Data from a collection
# # # #
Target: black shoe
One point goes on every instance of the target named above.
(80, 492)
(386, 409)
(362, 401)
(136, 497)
# # # #
[EXERCISE BRIEF]:
Lay out the data above as a two-column CSV with the header row request,points. Give one row per record, with its request text and its answer each in a single quoted field and any line breaks replaced by spaces.

[FINISHED TASK]:
request,points
"Target: black shoe One point goes on every instance of the target named above.","(80, 492) (386, 409) (362, 401) (136, 497)"